STATED PROBLEM 1
In the Response Volunteer description, to whom does the position report?
STATED PROBLEM 2
List every specific duty given in the Response Volunteer description.
STATED PROBLEM 3
Continue the Response Volunteer description from its last sentence.

The Response Volunteer fulfills a vital role in continuing our mission of global ocean conservation and educating the public about this charismatic species. The person in this role will need to be alert, physically ready and comfortable engaging the public. This position reports to the Hawaiian Monk Seal Response Manager.

Specific duties

  • Keeping the public safe
  • Locating and identifying Hawaiian monk seals
  • Assessing reported Hawaiian monk seals and beach conditions
  • Educating the public about Hawaiian monk seals and the work of The Marine Mammal Center
  • Maintaining equipment and vehicles
  • Providing public outreach during responses
  • If necessary, rescuing and transporting injured or sick Hawaiian monk seals to Ke Kai Ola under the direction of the Response Manager

Volunteer Shifts

There are three different types of shifts for Response Volunteers.

  • Hawaiian monk seal survey - The Response Volunteer chooses a specific time, day and beach/shoreline, and walks the beach looking for Hawaiian monk seals, reporting any sightings to the Response Manager. While conducting the survey, the Response Volunteer educates the public, including "talking story" and passing out information on the Center's work.

RECORDS
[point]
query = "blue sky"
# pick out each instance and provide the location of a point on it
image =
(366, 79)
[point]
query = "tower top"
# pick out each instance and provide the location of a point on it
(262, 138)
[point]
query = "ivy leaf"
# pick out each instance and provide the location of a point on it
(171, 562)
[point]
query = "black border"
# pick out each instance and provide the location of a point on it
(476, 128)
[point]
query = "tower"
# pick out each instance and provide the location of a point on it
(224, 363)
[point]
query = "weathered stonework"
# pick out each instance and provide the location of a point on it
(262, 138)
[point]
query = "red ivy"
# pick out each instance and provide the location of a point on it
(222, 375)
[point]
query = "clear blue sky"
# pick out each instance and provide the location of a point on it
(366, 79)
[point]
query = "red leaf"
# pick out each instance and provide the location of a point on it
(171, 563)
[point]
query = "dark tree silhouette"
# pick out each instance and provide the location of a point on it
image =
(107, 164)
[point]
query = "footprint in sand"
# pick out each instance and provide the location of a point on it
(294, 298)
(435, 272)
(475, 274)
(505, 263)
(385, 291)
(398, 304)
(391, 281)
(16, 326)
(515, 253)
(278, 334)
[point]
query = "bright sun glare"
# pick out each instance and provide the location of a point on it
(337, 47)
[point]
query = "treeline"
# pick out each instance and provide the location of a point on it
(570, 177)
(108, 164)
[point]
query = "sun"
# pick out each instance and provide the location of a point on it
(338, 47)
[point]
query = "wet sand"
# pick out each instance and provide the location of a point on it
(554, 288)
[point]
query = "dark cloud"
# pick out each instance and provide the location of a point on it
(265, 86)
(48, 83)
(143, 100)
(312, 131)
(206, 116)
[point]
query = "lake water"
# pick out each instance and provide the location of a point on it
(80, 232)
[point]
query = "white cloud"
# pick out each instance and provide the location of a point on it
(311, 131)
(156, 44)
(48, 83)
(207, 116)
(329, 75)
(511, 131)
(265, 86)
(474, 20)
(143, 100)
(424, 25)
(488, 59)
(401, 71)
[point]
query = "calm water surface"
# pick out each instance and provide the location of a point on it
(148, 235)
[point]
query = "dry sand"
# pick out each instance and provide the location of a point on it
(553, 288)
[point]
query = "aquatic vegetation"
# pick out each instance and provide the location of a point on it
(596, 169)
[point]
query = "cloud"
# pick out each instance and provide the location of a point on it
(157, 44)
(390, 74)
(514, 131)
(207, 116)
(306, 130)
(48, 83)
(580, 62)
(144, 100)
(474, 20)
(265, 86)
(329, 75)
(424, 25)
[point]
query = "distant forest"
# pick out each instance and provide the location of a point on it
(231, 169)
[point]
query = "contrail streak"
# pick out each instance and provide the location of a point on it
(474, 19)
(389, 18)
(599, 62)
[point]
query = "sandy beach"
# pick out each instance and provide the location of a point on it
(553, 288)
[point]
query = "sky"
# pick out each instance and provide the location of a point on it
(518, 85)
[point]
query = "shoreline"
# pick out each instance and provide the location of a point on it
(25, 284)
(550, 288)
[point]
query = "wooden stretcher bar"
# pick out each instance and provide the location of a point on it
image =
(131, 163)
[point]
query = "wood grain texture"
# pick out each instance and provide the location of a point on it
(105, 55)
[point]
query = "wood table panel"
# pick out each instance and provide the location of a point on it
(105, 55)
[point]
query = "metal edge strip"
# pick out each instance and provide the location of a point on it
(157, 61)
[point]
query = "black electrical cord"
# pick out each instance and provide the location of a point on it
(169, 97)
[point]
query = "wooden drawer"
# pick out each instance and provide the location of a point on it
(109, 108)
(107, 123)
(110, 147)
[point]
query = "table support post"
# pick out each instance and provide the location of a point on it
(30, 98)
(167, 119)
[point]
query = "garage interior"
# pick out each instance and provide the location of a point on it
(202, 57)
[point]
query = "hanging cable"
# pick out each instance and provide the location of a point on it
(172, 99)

EXERCISE RESPONSE 1
The Hawaiian Monk Seal Response Manager.

EXERCISE RESPONSE 2
- Keeping the public safe
- Locating and identifying Hawaiian monk seals
- Assessing reported Hawaiian monk seals and beach conditions
- Educating the public about Hawaiian monk seals and the work of The Marine Mammal Center
- Maintaining equipment and vehicles
- Providing public outreach during responses
- If necessary, rescuing and transporting injured or sick Hawaiian monk seals to Ke Kai Ola under the direction of the Response Manager

EXERCISE RESPONSE 3
  • Specific day on-call - The Response Volunteer signs up for specific days and times on the response schedule. When a seal is reported, the Response Volunteer is dispatched and expected to respond.
  • General on-call - When a response call is received and there is not a volunteer signed up for that day, all Response Volunteers will receive a text or email. Response Volunteers that are available to respond inform the Response Manager.

Volunteer Characteristics

  • Must be alert and physically capable to work with fast, wild animals
  • Able to walk long distances and carry heavy equipment on sand and difficult terrain
  • Comfortable engaging with the public on the beach during responses
  • Be a team player and work with other volunteers and members of the public of all ages and backgrounds
  • Willing to get dirty and pitch in wherever needed


  • Complete the prospective volunteer screening process, including an application, phone interview, background check and motor vehicle check
  • Attend a New Volunteer Orientation
  • Complete Volunteer Response Training
  • Response volunteers are required to drive so must be at least 21 years of age, have a valid driver's license and be a safe driver with a cleared a Motor Vehicle Report


  • Sign up for at least two shifts per month for a minimum of six months
  • Attend two quarterly Response refresher trainings a year
  • Attend one "End of the Year Review" meeting each year
  • Communicate in a timely manner with the Response Manager

Become a Volunteer!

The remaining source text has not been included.